▶ _Supplied text_
KUALA LUMPUR: Tobacco companies have aggressively stepped up their promotions to counter the Government's RM100mil anti-smoking campaign that was launched early this year.
Health Minister Datuk Dr Chua Soi Lek said the companies have resorted to various sales tactics to entice the people, especially youths, to take up smoking and continue the habit.
The tactics, he said, included high-profile peddling using pretty women to promote cigarette sales at functions and events.
The peddlers, usually dressed in colours synonymous with the cigarette brand but without the logo, were part of the companies' tactics to counter the Cabinets blanket ban on cigarette advertisements.
Advertisements with pictures of cigarettes or those that only depict expensive accessories or lavish lifestyles sharing the same cigarette brand and logo, have been banned.
These companies are big players in the industry and at least one of them has given out scholarships to the young to promote their image.
The Cabinet discussed the matter at its meeting last week, Dr Chua said.
He said two television stations were involved in the subtle promotion of cigarettes and the relevant ministry had been asked to look into the matter.
Local authorities should be more sensitive in approving applications for billboards which promote smoking in a subtle manner, he added.

▶ _Data below_
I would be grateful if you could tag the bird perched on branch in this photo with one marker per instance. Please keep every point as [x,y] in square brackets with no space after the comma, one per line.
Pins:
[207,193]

▶ _The task_
Carry on the news report above about tobacco companies countering the Government's anti-smoking campaign, beginning after its final sentence.

▶ _Written answer_
Dr Chua reminded the people that smoking was the leading cause of cancer in the country and the ministry estimated about 10,000 Malaysians died from smoking annually.
Smoking also caused 90% of all cancers besides being a major cause of stroke and coronary heart disease.
A ministry survey in 1996 showed that about 25% of Malaysians aged 18 and above were smokers.
Dr Chua said the Government was trying to reduce the number of smokers, especially among young females, who recorded a higher rate of addiction than the males.
The anti-smoking campaign, launched by Prime Minister Datuk Seri Abdullah Ahmad Badawi in February, would receive a yearly allocation of RM20mil for the next five years to disseminate scientific findings on the dangers of smoking and produce anti-smoking advertisements.
A random survey showed that shops, especially eateries, resorted to displaying cigarettes prominently using big glass cabinets after posters with or without pictures of cigarettes were banned.